__Task description__
Reproduce word for word the lines in the records below, starting with the line that contains "Where can the upholstered" and ending with the line that contains "Where can the cabinet", both included.

__Entries from a pointing dataset__
— Start —

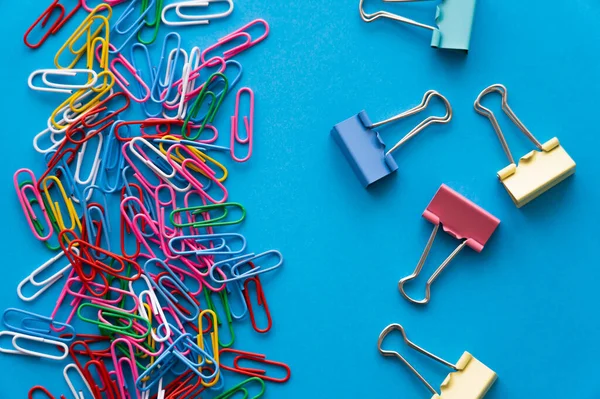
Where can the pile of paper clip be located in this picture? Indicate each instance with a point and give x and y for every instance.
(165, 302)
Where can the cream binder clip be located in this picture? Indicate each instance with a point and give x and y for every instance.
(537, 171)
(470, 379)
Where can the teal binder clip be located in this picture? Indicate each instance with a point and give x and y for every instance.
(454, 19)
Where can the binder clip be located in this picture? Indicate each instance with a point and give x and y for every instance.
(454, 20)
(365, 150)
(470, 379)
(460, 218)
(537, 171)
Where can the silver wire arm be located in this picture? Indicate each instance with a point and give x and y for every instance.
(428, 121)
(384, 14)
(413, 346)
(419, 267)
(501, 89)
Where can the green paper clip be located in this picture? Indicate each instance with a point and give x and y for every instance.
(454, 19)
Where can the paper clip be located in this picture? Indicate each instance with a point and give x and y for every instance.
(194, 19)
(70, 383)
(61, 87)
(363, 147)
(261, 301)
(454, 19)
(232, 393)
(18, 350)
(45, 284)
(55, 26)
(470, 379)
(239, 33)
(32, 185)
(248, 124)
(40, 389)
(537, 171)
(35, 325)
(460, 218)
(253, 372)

— End —
— Start —

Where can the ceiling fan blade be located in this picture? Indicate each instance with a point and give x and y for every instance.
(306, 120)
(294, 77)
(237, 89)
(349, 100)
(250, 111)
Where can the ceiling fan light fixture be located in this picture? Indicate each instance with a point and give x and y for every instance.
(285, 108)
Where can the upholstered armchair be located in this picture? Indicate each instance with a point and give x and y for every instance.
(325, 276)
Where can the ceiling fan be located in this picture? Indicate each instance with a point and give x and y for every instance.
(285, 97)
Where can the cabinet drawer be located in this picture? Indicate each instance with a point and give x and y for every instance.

— End —

__Task result__
Where can the upholstered armchair be located in this picture? Indicate each instance with a point and give x and y for every instance.
(325, 276)
Where can the ceiling fan be located in this picture? Indicate each instance with a point and give x and y for every instance.
(285, 97)
Where can the cabinet drawer be located in this picture? Indicate each instance with a point and give x and y for every instance.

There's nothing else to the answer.